=== Begin Enclosure ===
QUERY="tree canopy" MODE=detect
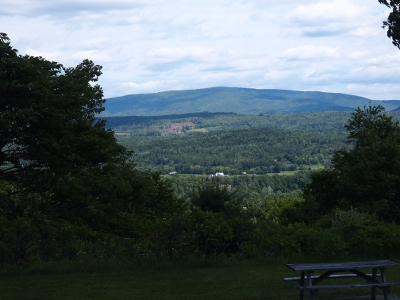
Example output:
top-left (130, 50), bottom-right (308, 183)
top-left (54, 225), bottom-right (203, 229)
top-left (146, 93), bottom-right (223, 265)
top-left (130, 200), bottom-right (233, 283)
top-left (379, 0), bottom-right (400, 48)
top-left (304, 105), bottom-right (400, 222)
top-left (0, 32), bottom-right (129, 188)
top-left (0, 32), bottom-right (181, 234)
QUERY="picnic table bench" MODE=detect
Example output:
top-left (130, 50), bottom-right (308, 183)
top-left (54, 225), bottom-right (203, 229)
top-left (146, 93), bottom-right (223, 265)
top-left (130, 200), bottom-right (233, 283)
top-left (284, 260), bottom-right (400, 300)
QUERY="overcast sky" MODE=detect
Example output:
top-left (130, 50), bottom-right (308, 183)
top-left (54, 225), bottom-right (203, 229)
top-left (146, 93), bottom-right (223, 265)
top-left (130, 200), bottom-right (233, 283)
top-left (1, 0), bottom-right (400, 100)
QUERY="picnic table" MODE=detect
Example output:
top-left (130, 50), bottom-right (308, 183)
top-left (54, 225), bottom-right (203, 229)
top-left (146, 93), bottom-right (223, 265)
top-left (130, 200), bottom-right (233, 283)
top-left (284, 260), bottom-right (400, 300)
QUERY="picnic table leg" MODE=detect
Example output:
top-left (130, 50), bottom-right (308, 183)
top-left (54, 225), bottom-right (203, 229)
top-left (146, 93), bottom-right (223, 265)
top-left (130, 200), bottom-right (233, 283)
top-left (380, 268), bottom-right (388, 300)
top-left (299, 271), bottom-right (305, 300)
top-left (371, 268), bottom-right (377, 300)
top-left (307, 271), bottom-right (314, 300)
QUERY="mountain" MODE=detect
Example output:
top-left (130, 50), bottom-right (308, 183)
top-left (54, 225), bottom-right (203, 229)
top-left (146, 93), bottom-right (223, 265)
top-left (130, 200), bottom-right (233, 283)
top-left (102, 87), bottom-right (400, 116)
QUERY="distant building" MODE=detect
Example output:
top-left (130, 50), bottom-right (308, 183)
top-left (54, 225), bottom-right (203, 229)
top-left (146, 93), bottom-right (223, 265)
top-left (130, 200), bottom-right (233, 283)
top-left (210, 172), bottom-right (225, 177)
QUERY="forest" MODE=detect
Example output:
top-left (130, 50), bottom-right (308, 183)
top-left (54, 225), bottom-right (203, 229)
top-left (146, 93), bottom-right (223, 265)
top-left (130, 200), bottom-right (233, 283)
top-left (109, 110), bottom-right (400, 174)
top-left (111, 111), bottom-right (399, 199)
top-left (122, 127), bottom-right (346, 175)
top-left (2, 25), bottom-right (400, 271)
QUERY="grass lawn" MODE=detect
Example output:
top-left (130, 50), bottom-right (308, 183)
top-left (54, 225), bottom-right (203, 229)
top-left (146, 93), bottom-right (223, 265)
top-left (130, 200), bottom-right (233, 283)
top-left (265, 163), bottom-right (324, 176)
top-left (187, 128), bottom-right (208, 133)
top-left (1, 259), bottom-right (400, 300)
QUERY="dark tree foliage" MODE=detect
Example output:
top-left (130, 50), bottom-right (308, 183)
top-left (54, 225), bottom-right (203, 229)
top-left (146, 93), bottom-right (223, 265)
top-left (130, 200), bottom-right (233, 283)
top-left (304, 106), bottom-right (400, 223)
top-left (189, 177), bottom-right (241, 216)
top-left (0, 33), bottom-right (181, 235)
top-left (379, 0), bottom-right (400, 48)
top-left (188, 177), bottom-right (257, 255)
top-left (0, 33), bottom-right (129, 193)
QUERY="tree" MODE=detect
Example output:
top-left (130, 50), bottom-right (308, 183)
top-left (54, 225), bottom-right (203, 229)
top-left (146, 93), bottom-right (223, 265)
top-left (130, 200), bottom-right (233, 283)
top-left (0, 32), bottom-right (129, 199)
top-left (303, 105), bottom-right (400, 222)
top-left (188, 177), bottom-right (257, 255)
top-left (188, 177), bottom-right (242, 216)
top-left (0, 33), bottom-right (170, 226)
top-left (379, 0), bottom-right (400, 48)
top-left (0, 33), bottom-right (187, 264)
=== End Enclosure ===
**Task**
Extract the text of all the records above verbatim, excluding pictures.

**Problem solution**
QUERY="tree canopy" MODE=detect
Example output:
top-left (130, 50), bottom-right (308, 183)
top-left (54, 225), bottom-right (203, 229)
top-left (146, 93), bottom-right (223, 265)
top-left (130, 200), bottom-right (233, 283)
top-left (379, 0), bottom-right (400, 48)
top-left (304, 105), bottom-right (400, 222)
top-left (0, 32), bottom-right (129, 188)
top-left (0, 32), bottom-right (181, 234)
QUERY="picnic table bench" MODE=detect
Example output:
top-left (130, 50), bottom-right (308, 183)
top-left (54, 225), bottom-right (203, 229)
top-left (146, 93), bottom-right (223, 265)
top-left (130, 200), bottom-right (233, 283)
top-left (284, 260), bottom-right (400, 300)
QUERY="overcast sky" MODE=detect
Example output:
top-left (130, 50), bottom-right (308, 183)
top-left (54, 225), bottom-right (203, 229)
top-left (146, 93), bottom-right (223, 265)
top-left (130, 200), bottom-right (233, 283)
top-left (1, 0), bottom-right (400, 100)
QUERY="picnic table" MODE=detect
Example output:
top-left (130, 50), bottom-right (308, 183)
top-left (54, 225), bottom-right (203, 229)
top-left (146, 93), bottom-right (223, 265)
top-left (130, 200), bottom-right (233, 283)
top-left (284, 260), bottom-right (400, 300)
QUERY="picnic table leg" MODE=detect
Example output:
top-left (130, 50), bottom-right (308, 183)
top-left (54, 225), bottom-right (203, 229)
top-left (146, 93), bottom-right (223, 265)
top-left (130, 200), bottom-right (233, 283)
top-left (380, 268), bottom-right (388, 300)
top-left (299, 271), bottom-right (305, 300)
top-left (371, 268), bottom-right (377, 300)
top-left (307, 271), bottom-right (314, 300)
QUERY="mountain" MODE=detect
Example output:
top-left (130, 50), bottom-right (308, 183)
top-left (54, 225), bottom-right (203, 229)
top-left (146, 93), bottom-right (223, 265)
top-left (130, 200), bottom-right (233, 283)
top-left (102, 87), bottom-right (400, 116)
QUERY="distant building" MODE=detect
Example output:
top-left (130, 50), bottom-right (308, 183)
top-left (54, 225), bottom-right (203, 229)
top-left (146, 93), bottom-right (223, 265)
top-left (130, 200), bottom-right (233, 283)
top-left (210, 172), bottom-right (225, 177)
QUERY="forest" MODE=detect
Example output:
top-left (130, 50), bottom-right (308, 183)
top-left (54, 225), bottom-right (203, 229)
top-left (146, 93), bottom-right (223, 265)
top-left (130, 200), bottom-right (233, 283)
top-left (109, 110), bottom-right (400, 174)
top-left (111, 111), bottom-right (399, 199)
top-left (122, 127), bottom-right (346, 175)
top-left (2, 25), bottom-right (400, 271)
QUERY="grass lawn" MODE=detect
Example output:
top-left (130, 50), bottom-right (308, 183)
top-left (54, 225), bottom-right (203, 229)
top-left (146, 93), bottom-right (223, 265)
top-left (130, 200), bottom-right (233, 283)
top-left (265, 163), bottom-right (324, 176)
top-left (187, 128), bottom-right (208, 133)
top-left (1, 259), bottom-right (400, 300)
QUERY="dark tree foliage" MODE=detect
Example output:
top-left (130, 50), bottom-right (308, 183)
top-left (54, 225), bottom-right (203, 229)
top-left (146, 93), bottom-right (223, 265)
top-left (130, 200), bottom-right (233, 283)
top-left (304, 106), bottom-right (400, 223)
top-left (189, 177), bottom-right (241, 216)
top-left (0, 33), bottom-right (181, 235)
top-left (379, 0), bottom-right (400, 48)
top-left (188, 177), bottom-right (257, 255)
top-left (0, 33), bottom-right (129, 193)
QUERY="tree" MODE=detect
Example output:
top-left (130, 50), bottom-right (308, 183)
top-left (54, 225), bottom-right (203, 229)
top-left (146, 93), bottom-right (223, 265)
top-left (130, 200), bottom-right (233, 283)
top-left (0, 32), bottom-right (129, 199)
top-left (303, 105), bottom-right (400, 222)
top-left (188, 177), bottom-right (257, 255)
top-left (188, 177), bottom-right (242, 216)
top-left (0, 33), bottom-right (170, 226)
top-left (379, 0), bottom-right (400, 48)
top-left (0, 33), bottom-right (187, 264)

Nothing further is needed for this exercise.